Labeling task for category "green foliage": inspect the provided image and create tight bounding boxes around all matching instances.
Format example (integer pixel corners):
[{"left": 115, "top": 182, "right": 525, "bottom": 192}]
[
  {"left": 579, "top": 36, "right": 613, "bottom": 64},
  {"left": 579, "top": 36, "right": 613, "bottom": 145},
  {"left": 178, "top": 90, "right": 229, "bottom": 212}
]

* _Exercise task_:
Rewrite the listing above with "green foliage" renamed to "leafy vegetation", leaving every other character unchanged.

* _Reply_:
Labeling task for category "leafy vegetation": inspect the provided image and create tight bounding boxes around all matching instances.
Format example (integer pixel corners):
[{"left": 115, "top": 182, "right": 525, "bottom": 192}]
[
  {"left": 579, "top": 36, "right": 613, "bottom": 64},
  {"left": 579, "top": 36, "right": 613, "bottom": 145},
  {"left": 178, "top": 90, "right": 229, "bottom": 212}
]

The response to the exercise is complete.